The last operation in a block must be a terminator operation. A region with a single block may opt out of this requirement by attaching the NoTerminator on the enclosing op. The top-level ModuleOp is an example of such an operation which defines this trait and whose block body does not have a terminator.
Blocks in MLIR take a list of block arguments, notated in a function-like way. Block arguments are bound to values specified by the semantics of individual operations. Block arguments of the entry block of a region are also arguments to the region and the values bound to these arguments are determined by the semantics of the containing operation. Block arguments of other blocks are determined by the semantics of terminator operations, e.g. Branches, which have the block as a successor. In regions with control flow, MLIR leverages this structure to implicitly represent the passage of control-flow dependent values without the complex nuances of PHI nodes in traditional SSA representations. Note that values which are not control-flow dependent can be referenced directly and do not need to be passed through block arguments.
Here is a simple example function showing branches, returns, and block arguments:
func.func @simple(i64, i1) -> i64 { ^bb0(%a: i64, %cond: i1): // Code dominated by ^bb0 may refer to %a cf.cond_br %cond, ^bb1, ^bb2 ^bb1: ^bb3(%a: i64) // Branch passes %a as the argument ^bb2: %b = arith.addi %a, %a : i64 ^bb3(%b: i64) // Branch passes %b as the argument // ^bb3 receives an argument, named %c, from predecessors // and passes it on to bb4 along with %a. %a is referenced // directly from its defining operation and is not passed through // an argument of ^bb3. ^bb3(%c: i64): ^bb4(%c, %a : i64, i64) ^bb4(%d : i64, %e : i64): %0 = arith.addi %d, %e : i64 return %0 : i64 // Return is also a terminator. }
Context: The “block argument” representation eliminates a number of special cases from the IR compared to traditional “PHI nodes are operations” SSA IRs (like LLVM). For example, the parallel copy semantics of SSA is immediately apparent, and function arguments are no longer a special case: they become arguments to the entry block [ more rationale]. Blocks are also a fundamental concept that cannot be represented by operations because values defined in an operation cannot be accessed outside the operation.

========

Do these statements agree with the text on MLIR blocks? Answer yes or no for each, quoting the words of the text that decide it.
(a) A region with a single block can do without a terminator as its last operation.
(b) Values that are not control-flow dependent must be passed through block arguments.
(c) Under the block argument representation, function arguments remain a special case.
The rows on this page have no connection to the text on MLIR blocks.

▶ [Entries provided]:
========

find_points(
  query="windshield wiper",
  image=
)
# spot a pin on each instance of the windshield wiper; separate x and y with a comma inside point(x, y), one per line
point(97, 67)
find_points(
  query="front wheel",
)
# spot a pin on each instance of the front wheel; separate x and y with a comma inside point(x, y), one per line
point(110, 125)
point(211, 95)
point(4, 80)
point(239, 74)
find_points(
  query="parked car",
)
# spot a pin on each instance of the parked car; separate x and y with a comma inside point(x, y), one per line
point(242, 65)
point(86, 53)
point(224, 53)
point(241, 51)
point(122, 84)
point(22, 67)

========

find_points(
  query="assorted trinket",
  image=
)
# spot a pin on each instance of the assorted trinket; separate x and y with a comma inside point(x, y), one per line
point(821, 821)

========

▶ [Answer to this problem]:
(a) Yes: "A region with a single block may opt out of this requirement by attaching the NoTerminator on the enclosing op."
(b) No: "values which are not control-flow dependent can be referenced directly and do not need to be passed through block arguments."
(c) No: "function arguments are no longer a special case: they become arguments to the entry block"